▶ [EXERCICE COURT 1] Relevez toutes les lignes qui contiennent la chaîne "lamp", en tenant compte de la casse.

▶ [EXTRAIT DU DOCUMENT]
>>>

La transition énergétique est une composante essentielle de la transition écologique. Le passage du système énergétique actuel vers un modèle durable et économiquement viable est semble-t-il en marche. Cette transition suppose une évolution de nos modes de conception, de production et de consommation de l'énergie. Notre modèle économique devrait évoluer dans un premier temps vers une situation de transition qui repose sur un mix et une meilleure efficacité énergétiques et, à terme, sur un bouquet basé exclusivement sur des ressources énergétiques renouvelables et soutenables pour la planète.

 

Cette transition énergétique est une évolution inéluctable pour prendre en compte des enjeux environnementaux à la fois systémiques et complexes. Cela interroge notre responsabilité intergénérationnelle et tient à la fois à l’exploitation de ressources non renouvelables, l’appauvrissement de la biodiversité, les changements climatiques et la multiplication des risques sanitaires environnementaux. Cette transition était d’autant plus engagée qu’elle se trouvait confortée par deux facteurs non négligeables : l'enchérissement régulier des énergies fossiles -en 2008, Goldman Sachs prévoyait un baril à 200 dollars- et des inégalités criantes dans les sources d’approvisionnement. Ces deux éléments se conjuguaient et poussaient nombre de pays à renforcer leur indépendance énergétique en privilégiant certaines énergies alternatives.

 

Qu’en est-il aujourd’hui ?

<<<

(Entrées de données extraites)
>>>

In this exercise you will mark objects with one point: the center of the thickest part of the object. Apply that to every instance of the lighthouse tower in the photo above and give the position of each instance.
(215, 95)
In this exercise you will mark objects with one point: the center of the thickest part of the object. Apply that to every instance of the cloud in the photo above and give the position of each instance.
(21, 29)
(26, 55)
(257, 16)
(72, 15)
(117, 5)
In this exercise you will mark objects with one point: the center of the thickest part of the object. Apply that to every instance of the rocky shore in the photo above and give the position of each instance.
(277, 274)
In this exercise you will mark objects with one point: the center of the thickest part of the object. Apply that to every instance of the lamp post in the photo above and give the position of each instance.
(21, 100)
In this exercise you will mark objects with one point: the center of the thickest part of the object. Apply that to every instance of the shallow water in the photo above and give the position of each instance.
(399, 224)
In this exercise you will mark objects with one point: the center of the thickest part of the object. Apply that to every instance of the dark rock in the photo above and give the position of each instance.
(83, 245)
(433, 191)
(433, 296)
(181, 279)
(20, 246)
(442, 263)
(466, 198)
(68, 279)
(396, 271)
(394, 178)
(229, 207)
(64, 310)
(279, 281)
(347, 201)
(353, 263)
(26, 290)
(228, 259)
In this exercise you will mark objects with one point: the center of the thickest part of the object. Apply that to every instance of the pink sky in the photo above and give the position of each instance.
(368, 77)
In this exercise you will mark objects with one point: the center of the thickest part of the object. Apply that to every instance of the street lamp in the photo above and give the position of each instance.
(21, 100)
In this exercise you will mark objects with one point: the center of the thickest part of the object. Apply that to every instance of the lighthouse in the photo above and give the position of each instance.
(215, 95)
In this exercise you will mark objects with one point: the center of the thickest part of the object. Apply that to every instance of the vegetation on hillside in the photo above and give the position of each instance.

<<<

▶ [EXERCICE COURT 2] Poursuivez le texte sur la transition énergétique en reprenant juste après sa dernière phrase.

▶ [RÉPONSE 1]
In this exercise you will mark objects with one point: the center of the thickest part of the object. Apply that to every instance of the lamp post in the photo above and give the position of each instance.
In this exercise you will mark objects with one point: the center of the thickest part of the object. Apply that to every instance of the street lamp in the photo above and give the position of each instance.

▶ [RÉPONSE 2]
Si les objectifs de réduction des émissions de gaz à effet de serre issues de la COP 22, devront rester un moteur incontestable pour la transition énergétique, le contexte économique global a beaucoup évolué. Le baril de pétrole est désormais à moins de 50 USD.

Une inversion de la situation conjoncturelle potentiellement démobilisatrice dans un temps où le modèle économique et social échafaudé pour la transition énergétique est toujours loin d’être établi.

L’avenir des hydrocarbures reste encore pleinement ancré dans le paysage, dans un monde qui est passé en quelques années des prémices de pénurie d’énergie au trop-plein. L’horizon du peak oil est de plus en plus lointain. Une croissance économique mondiale durablement modérée amplifie l’incertitude sur les débouchés et entraîne encore plus avant la baisse des cours.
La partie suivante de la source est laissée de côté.